**Goal:** Select each line in the records below that contains the word "picket", and copy those lines out in full.

**Entries supplied:**
╔══

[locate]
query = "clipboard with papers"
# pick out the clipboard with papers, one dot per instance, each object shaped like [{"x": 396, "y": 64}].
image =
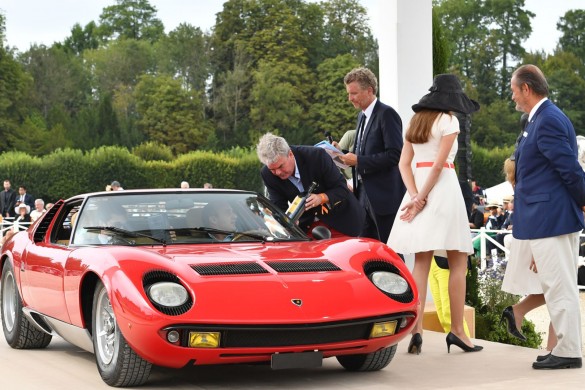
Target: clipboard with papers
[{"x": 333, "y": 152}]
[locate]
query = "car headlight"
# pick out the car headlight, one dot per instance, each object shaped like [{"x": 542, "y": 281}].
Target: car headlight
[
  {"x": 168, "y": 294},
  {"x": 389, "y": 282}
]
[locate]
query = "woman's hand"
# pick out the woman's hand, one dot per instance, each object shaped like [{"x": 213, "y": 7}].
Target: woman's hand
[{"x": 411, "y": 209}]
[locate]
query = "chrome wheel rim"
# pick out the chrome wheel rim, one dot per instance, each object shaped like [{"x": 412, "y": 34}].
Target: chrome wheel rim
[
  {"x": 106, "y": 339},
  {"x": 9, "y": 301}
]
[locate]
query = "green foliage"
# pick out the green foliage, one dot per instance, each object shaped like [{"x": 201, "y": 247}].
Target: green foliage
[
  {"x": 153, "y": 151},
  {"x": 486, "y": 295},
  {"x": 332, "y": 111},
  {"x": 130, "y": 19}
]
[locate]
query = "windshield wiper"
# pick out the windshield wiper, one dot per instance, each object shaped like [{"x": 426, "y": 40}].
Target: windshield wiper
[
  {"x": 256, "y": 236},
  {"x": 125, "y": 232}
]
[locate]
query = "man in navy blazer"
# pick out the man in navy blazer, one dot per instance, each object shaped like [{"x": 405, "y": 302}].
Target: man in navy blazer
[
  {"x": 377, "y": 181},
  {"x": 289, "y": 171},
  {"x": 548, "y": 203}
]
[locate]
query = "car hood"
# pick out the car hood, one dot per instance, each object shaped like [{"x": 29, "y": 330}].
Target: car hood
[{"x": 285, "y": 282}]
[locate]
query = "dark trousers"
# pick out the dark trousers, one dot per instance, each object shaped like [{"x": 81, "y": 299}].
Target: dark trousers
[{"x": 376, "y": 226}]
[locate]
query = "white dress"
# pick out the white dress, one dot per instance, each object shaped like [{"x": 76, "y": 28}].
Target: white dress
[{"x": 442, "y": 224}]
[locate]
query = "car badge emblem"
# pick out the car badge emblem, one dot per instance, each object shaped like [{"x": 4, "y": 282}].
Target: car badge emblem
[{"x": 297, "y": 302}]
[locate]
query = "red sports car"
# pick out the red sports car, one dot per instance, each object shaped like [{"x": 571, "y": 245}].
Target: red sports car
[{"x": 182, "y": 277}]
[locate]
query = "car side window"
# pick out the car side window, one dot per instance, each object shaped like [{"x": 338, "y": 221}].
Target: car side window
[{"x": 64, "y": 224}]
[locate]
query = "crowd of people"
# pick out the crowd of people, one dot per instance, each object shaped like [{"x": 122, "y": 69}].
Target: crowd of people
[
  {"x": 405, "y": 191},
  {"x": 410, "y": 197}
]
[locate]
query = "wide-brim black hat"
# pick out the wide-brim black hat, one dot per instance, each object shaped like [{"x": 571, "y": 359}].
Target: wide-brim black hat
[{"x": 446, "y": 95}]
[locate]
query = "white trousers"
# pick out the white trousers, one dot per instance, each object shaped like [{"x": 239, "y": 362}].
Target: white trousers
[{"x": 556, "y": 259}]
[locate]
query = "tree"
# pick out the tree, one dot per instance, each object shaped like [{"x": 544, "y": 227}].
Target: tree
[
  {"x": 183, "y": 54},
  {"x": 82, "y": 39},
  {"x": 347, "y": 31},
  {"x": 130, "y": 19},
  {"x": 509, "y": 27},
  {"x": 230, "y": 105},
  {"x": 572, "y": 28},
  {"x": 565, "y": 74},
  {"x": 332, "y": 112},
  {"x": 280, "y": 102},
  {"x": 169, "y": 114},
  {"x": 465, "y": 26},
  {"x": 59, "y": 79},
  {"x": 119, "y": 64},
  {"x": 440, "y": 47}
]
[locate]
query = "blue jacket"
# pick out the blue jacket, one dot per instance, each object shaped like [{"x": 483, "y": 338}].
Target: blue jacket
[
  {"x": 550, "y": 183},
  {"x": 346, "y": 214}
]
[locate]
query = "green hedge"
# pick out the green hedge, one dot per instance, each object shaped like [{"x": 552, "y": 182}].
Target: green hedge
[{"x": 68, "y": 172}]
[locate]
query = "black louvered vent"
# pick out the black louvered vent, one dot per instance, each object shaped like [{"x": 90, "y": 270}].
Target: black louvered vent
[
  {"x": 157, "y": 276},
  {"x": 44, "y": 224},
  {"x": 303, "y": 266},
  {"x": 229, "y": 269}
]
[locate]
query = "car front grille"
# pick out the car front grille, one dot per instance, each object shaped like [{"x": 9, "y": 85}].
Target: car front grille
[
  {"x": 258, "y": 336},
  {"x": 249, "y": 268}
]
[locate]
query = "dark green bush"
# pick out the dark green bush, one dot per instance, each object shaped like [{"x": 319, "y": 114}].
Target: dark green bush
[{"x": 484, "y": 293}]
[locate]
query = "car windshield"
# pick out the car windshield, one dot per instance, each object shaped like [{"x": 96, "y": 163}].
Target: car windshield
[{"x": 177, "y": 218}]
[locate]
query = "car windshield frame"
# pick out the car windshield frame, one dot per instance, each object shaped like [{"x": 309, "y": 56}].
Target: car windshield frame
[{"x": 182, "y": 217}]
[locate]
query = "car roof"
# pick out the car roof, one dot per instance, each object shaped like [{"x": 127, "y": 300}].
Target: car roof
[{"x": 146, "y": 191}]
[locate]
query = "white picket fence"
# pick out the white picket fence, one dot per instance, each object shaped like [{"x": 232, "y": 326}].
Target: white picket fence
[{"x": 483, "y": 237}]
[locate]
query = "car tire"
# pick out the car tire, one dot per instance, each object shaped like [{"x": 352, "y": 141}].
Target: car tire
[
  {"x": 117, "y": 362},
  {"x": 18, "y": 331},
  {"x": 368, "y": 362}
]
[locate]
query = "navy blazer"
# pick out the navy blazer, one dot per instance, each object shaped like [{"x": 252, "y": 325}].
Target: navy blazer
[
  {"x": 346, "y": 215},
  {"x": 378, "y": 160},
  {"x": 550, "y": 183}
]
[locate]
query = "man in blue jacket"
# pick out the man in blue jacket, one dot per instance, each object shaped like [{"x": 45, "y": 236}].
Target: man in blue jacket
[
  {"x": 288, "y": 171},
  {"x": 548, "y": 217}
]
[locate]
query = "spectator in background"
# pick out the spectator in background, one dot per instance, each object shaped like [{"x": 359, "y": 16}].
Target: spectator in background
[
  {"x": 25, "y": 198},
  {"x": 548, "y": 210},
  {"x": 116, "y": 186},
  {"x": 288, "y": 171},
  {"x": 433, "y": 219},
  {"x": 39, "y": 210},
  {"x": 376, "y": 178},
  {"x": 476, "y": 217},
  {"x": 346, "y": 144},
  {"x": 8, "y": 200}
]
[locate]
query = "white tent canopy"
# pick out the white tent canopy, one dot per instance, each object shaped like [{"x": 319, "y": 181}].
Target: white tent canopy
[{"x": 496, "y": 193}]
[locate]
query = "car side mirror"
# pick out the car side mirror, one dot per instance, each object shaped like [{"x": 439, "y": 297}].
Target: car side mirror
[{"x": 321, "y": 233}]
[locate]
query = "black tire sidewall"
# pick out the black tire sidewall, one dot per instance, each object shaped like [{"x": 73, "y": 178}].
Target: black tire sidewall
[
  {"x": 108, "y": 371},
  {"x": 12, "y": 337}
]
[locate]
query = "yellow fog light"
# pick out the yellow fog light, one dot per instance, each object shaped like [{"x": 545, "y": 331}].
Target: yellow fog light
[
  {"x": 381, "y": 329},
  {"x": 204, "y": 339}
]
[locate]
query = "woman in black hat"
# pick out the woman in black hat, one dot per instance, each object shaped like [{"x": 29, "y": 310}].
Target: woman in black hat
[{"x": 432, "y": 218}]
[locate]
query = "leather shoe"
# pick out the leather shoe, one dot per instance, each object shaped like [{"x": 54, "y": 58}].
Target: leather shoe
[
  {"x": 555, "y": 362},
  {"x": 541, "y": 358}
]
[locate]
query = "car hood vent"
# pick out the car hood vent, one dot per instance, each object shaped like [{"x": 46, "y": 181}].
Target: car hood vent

╚══

**Right answer:**
query = "white picket fence"
# pick out the white picket fence, one dot per instance, each object shaped like [{"x": 232, "y": 326}].
Target: white picket fence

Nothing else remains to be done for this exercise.